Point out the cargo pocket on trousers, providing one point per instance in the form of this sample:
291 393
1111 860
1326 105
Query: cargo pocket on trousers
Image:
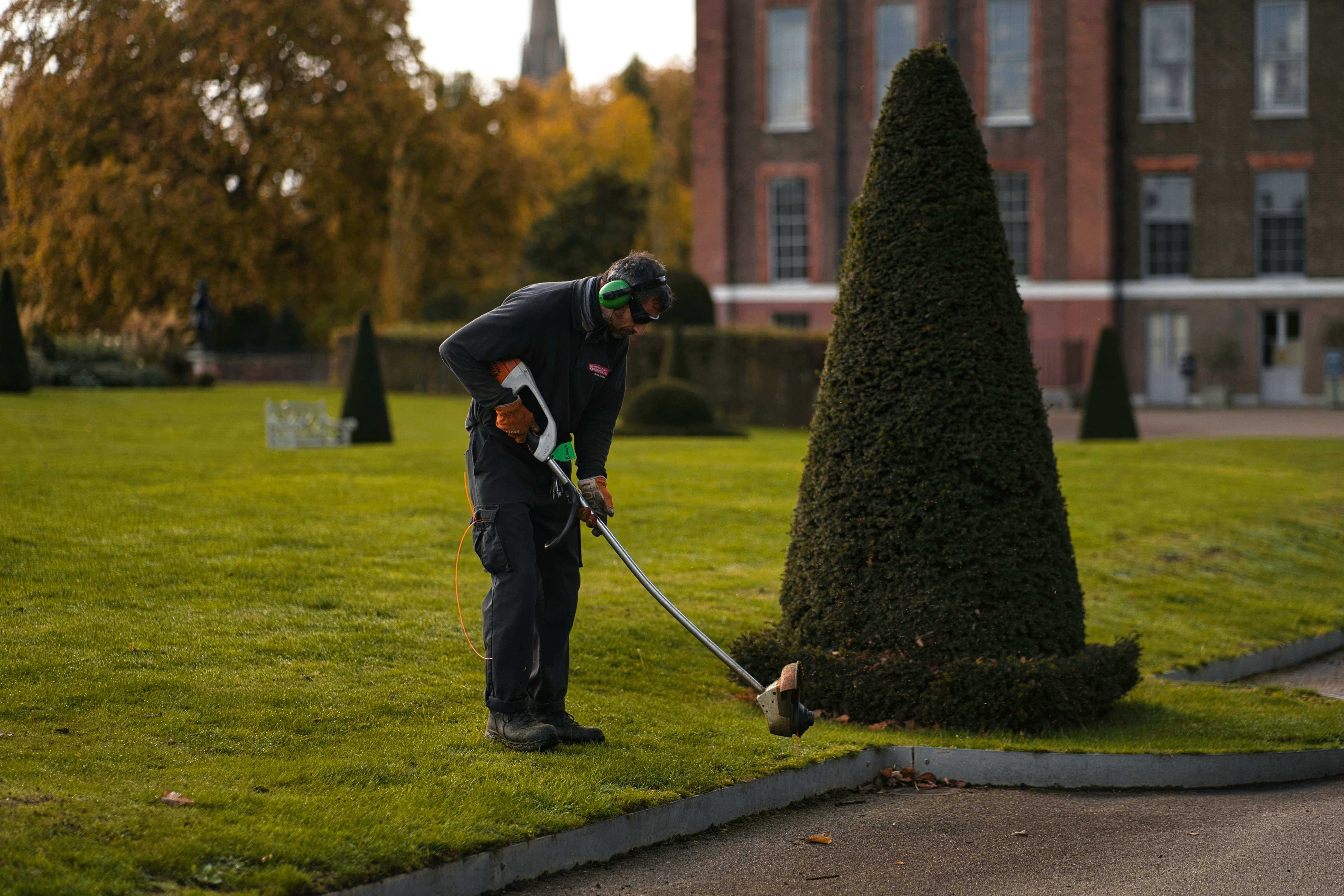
486 539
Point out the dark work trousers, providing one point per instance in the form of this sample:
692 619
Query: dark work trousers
534 593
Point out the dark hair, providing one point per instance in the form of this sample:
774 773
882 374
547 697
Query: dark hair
639 268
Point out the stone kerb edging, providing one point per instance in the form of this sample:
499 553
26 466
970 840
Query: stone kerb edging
1079 770
603 840
1252 664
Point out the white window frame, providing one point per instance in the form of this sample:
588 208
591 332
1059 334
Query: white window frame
882 77
1146 115
1023 220
1295 112
1260 218
773 124
773 237
1012 119
1148 218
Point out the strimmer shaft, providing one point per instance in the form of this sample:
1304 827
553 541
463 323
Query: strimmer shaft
652 589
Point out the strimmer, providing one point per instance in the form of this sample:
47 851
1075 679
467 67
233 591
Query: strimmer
784 711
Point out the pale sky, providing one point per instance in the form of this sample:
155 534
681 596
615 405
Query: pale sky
486 37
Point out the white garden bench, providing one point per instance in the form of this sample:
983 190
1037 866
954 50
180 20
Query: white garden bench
295 425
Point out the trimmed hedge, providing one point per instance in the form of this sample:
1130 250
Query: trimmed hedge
15 375
1108 413
1017 694
929 514
764 378
365 397
931 534
670 408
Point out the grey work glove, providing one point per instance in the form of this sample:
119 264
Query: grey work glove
595 492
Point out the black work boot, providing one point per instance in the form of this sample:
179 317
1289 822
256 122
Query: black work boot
521 731
570 731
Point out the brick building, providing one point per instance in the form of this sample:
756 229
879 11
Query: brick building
1175 166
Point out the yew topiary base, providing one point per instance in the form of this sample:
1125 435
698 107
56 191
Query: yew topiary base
1030 695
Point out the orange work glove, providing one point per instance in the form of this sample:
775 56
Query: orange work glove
597 496
515 421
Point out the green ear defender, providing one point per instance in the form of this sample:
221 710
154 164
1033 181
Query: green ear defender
615 295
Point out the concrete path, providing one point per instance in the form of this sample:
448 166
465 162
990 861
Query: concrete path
1324 676
1249 422
1226 843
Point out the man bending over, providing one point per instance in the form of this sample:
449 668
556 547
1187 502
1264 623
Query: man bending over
576 347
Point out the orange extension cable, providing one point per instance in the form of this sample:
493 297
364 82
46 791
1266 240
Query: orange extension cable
458 563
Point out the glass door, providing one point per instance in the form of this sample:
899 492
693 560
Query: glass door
1167 342
1281 358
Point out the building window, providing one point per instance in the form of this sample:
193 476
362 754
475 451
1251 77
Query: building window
790 322
1167 225
1010 62
1015 211
896 29
1168 62
787 76
790 229
1283 339
1281 222
1281 58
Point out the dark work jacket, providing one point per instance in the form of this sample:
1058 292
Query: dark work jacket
580 374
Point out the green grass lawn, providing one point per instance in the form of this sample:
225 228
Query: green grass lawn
273 634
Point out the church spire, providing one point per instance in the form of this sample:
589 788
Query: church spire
543 52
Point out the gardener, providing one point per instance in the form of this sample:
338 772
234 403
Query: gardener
576 348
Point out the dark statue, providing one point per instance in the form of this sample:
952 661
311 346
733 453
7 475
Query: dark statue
204 316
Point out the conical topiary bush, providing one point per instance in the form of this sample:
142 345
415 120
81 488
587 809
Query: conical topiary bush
1108 413
931 573
365 397
15 375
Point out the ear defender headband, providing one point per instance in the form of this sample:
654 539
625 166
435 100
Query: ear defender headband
617 295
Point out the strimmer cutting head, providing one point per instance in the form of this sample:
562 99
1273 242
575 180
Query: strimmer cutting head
784 711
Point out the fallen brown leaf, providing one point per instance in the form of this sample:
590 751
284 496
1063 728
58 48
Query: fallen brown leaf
174 799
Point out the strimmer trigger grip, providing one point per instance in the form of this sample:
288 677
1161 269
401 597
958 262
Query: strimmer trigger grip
515 377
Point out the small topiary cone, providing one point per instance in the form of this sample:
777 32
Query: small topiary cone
365 397
14 354
1108 414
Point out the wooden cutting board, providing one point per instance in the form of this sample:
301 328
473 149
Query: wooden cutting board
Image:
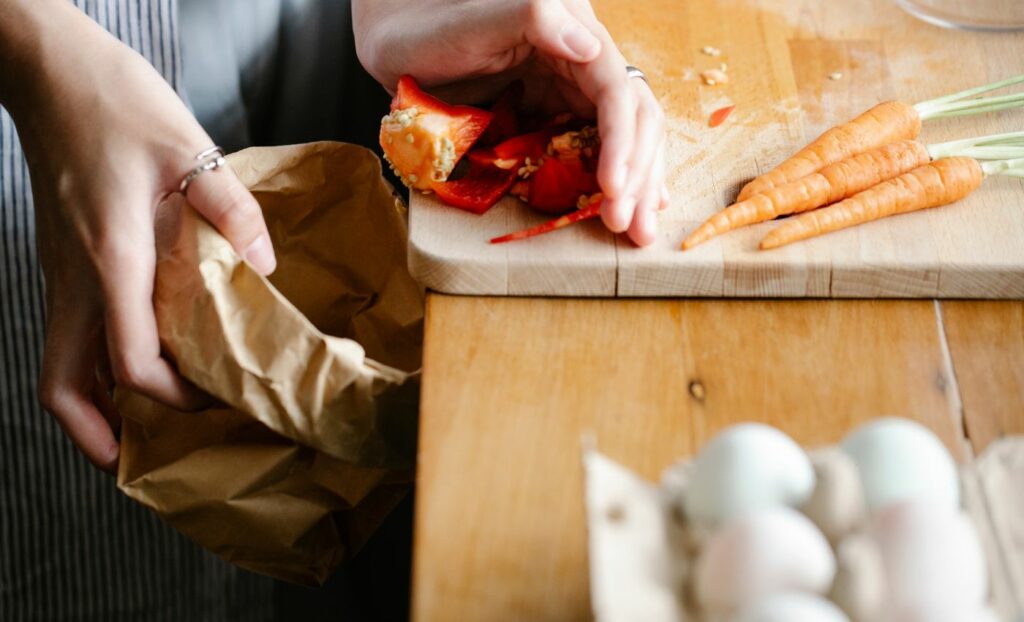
780 55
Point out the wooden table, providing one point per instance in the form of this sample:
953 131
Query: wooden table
511 384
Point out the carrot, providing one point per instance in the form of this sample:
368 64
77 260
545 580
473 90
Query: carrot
885 123
832 183
936 183
591 210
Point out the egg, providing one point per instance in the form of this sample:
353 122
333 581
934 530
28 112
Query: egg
792 607
772 550
933 560
859 588
837 505
745 468
899 459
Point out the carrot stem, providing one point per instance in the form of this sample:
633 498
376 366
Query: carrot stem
981 148
970 107
977 90
1013 167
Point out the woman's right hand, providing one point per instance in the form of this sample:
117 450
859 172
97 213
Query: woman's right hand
107 139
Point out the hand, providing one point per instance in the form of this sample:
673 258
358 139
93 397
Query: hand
568 61
107 139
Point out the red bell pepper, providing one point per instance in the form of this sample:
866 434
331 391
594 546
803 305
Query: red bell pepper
591 210
557 184
478 190
424 137
506 110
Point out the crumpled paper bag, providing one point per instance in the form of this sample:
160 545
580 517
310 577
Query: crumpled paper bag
315 440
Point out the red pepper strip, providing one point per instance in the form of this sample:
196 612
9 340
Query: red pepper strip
556 185
468 122
519 148
592 210
506 121
487 157
718 117
478 190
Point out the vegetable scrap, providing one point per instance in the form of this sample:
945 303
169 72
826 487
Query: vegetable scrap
933 184
871 167
883 124
423 137
712 77
590 207
548 164
718 117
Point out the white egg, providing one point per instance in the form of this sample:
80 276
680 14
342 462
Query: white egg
837 505
934 563
792 607
899 459
756 554
747 467
859 588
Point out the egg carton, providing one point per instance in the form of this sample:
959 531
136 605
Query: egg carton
646 547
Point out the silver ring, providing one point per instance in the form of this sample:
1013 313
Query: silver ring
210 159
634 72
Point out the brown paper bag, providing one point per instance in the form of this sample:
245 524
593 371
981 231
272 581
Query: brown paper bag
316 441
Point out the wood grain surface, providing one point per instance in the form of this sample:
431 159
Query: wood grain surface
512 384
779 55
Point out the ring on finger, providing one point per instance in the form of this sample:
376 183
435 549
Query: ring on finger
210 159
634 72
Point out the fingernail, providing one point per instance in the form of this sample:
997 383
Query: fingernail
260 255
580 41
627 205
619 179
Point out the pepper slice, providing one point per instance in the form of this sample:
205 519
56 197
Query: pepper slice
556 185
591 210
424 137
506 121
478 190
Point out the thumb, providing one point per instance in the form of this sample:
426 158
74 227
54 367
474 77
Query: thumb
552 29
229 207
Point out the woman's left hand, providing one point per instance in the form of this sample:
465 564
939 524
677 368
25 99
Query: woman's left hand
568 61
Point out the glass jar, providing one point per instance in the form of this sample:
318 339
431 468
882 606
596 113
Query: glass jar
971 14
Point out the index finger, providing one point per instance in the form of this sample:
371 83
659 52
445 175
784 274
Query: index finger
605 83
132 339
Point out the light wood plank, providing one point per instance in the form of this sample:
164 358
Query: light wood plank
510 385
779 55
986 344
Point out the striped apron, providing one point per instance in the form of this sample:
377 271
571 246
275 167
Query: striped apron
72 546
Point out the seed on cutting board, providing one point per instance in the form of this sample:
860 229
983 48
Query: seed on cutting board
712 77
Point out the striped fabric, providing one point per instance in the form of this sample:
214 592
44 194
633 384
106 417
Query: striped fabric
72 547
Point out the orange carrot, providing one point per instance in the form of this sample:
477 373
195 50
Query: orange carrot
832 183
933 184
885 123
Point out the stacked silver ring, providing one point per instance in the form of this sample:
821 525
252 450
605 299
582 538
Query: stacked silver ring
633 72
209 160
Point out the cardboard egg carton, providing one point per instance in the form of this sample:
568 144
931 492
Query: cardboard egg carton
638 547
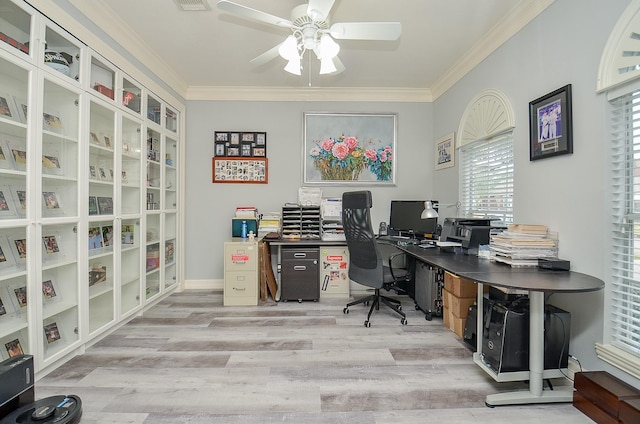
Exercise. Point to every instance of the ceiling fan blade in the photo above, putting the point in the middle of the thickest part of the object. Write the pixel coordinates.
(318, 10)
(267, 56)
(386, 31)
(339, 65)
(256, 15)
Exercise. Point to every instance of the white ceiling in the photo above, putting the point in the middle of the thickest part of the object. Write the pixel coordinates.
(441, 40)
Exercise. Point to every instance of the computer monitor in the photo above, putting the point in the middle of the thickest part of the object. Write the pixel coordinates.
(405, 218)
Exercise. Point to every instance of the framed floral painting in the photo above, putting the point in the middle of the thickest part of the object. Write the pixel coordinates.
(349, 149)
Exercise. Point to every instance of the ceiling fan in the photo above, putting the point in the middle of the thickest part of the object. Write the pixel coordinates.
(311, 30)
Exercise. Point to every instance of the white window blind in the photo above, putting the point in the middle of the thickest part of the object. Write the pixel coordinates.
(625, 242)
(486, 185)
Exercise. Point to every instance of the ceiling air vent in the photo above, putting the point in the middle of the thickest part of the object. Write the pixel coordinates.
(193, 5)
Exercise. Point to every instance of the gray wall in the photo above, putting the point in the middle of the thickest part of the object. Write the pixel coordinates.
(210, 207)
(561, 46)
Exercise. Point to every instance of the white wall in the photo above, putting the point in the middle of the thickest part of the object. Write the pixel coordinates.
(561, 46)
(209, 207)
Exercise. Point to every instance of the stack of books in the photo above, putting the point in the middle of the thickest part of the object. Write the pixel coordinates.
(522, 245)
(270, 222)
(246, 212)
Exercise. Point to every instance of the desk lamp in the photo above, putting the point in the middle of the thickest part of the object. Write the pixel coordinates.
(428, 211)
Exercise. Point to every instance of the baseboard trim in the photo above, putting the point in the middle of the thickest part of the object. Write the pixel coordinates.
(217, 284)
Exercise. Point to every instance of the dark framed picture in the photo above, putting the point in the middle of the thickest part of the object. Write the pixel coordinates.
(550, 124)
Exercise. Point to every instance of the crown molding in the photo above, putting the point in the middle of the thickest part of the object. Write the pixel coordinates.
(524, 12)
(307, 94)
(112, 24)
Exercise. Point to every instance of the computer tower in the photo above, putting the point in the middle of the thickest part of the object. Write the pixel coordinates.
(505, 341)
(428, 289)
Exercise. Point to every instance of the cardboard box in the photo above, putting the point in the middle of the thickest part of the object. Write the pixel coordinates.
(453, 323)
(459, 306)
(460, 287)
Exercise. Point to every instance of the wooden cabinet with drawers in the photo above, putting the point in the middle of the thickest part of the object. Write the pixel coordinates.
(241, 268)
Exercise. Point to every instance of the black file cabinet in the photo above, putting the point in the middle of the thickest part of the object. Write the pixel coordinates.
(299, 278)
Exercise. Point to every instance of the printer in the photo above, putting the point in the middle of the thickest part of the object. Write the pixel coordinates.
(469, 232)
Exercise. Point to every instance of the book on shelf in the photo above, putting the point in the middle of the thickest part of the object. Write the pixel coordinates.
(48, 290)
(93, 205)
(97, 274)
(153, 257)
(105, 205)
(95, 238)
(128, 234)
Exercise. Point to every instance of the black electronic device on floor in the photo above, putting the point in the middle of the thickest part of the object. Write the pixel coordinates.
(17, 403)
(505, 340)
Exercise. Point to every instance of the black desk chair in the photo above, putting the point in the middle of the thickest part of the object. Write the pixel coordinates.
(366, 264)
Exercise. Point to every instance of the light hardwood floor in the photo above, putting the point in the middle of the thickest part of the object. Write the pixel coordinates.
(191, 360)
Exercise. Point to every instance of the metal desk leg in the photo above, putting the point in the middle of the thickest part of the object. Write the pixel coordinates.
(535, 394)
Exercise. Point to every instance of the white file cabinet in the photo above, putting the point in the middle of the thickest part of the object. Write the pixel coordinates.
(241, 272)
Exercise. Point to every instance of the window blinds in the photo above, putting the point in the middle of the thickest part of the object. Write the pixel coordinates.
(486, 180)
(625, 186)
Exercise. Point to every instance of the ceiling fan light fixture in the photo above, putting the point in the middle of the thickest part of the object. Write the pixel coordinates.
(328, 47)
(289, 49)
(293, 66)
(327, 66)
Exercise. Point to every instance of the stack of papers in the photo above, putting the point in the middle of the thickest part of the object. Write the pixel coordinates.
(523, 245)
(270, 222)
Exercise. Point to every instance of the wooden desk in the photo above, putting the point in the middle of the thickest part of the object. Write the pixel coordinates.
(536, 282)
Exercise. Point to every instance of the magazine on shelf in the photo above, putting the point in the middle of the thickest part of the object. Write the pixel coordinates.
(14, 348)
(105, 205)
(51, 164)
(52, 332)
(8, 108)
(21, 105)
(94, 138)
(107, 235)
(50, 244)
(97, 274)
(6, 257)
(128, 234)
(52, 122)
(21, 296)
(93, 205)
(48, 290)
(95, 238)
(5, 157)
(7, 205)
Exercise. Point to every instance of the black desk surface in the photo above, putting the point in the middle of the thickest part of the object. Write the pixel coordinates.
(503, 275)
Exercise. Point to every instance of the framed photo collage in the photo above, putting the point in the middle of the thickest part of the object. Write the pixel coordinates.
(240, 144)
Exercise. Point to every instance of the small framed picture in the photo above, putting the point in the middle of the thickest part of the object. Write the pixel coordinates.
(445, 151)
(234, 138)
(550, 125)
(52, 333)
(14, 348)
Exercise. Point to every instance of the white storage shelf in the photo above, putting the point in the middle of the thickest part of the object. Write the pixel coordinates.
(52, 191)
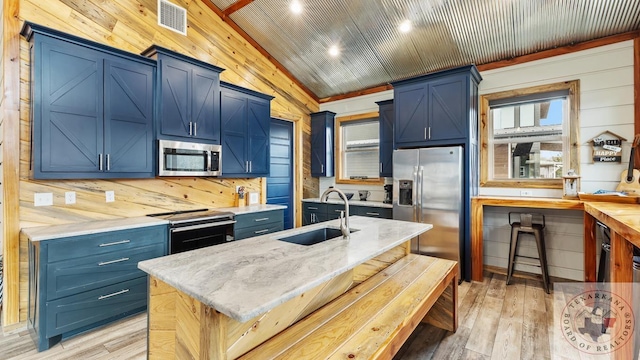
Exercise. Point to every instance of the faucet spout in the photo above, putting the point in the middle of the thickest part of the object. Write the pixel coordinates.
☆ ☆ ☆ ☆ ☆
DO THIS
Omit all pictures and write out, exactly, only the lines from the line containing "Exercise. Point to every instance of the framed photo" through the last line of the entries above.

SOLUTION TO THIS PROBLEM
Exercise. Point to every instance of the framed photo collage in the photo above, putting the point in the middle of the thickest part of the object. Write the pixel coordinates.
(240, 144)
Exercise. Point to every instance of the small framed picture in the photo above, putting the point in the middle of the thickest part of the object. Write the pixel coordinates.
(445, 151)
(234, 138)
(550, 125)
(52, 333)
(14, 348)
Exercise. Point to every instance of the white storage shelf in the photo above, putting the point in the middle of the thickest part of the object. Write the pixel coordinates.
(52, 191)
Exercise. Point to every instance of the faucet spout in the photo above, putting the point in the middle of the thickest part of the object. Write the pixel coordinates.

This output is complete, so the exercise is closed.